Switch "stake" to "marker" everywhere in the listing and reproduce it with all else unchanged, leaving out the pictures.

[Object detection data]
□ □ □
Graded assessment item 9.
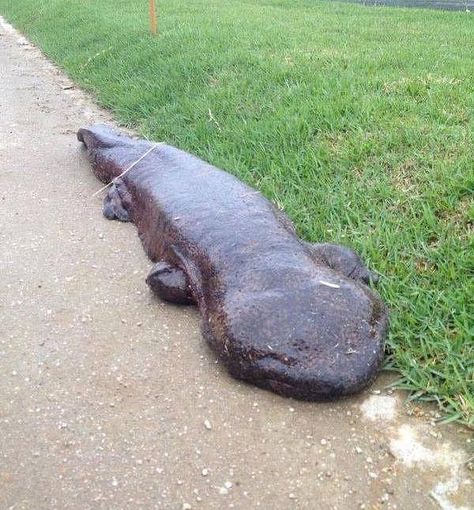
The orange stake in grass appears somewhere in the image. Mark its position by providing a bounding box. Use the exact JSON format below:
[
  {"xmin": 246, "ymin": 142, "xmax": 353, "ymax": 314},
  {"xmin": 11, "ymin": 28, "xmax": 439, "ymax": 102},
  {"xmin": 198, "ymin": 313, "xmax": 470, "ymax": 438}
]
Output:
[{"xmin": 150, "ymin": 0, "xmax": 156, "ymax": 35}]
□ □ □
**Task result:**
Graded assessment item 9.
The orange marker in grass appears somewhere in the image. Mark its position by providing a bounding box. Use the exact JSON format below:
[
  {"xmin": 246, "ymin": 142, "xmax": 353, "ymax": 314},
  {"xmin": 11, "ymin": 28, "xmax": 439, "ymax": 102},
  {"xmin": 198, "ymin": 313, "xmax": 470, "ymax": 438}
]
Output:
[{"xmin": 150, "ymin": 0, "xmax": 156, "ymax": 35}]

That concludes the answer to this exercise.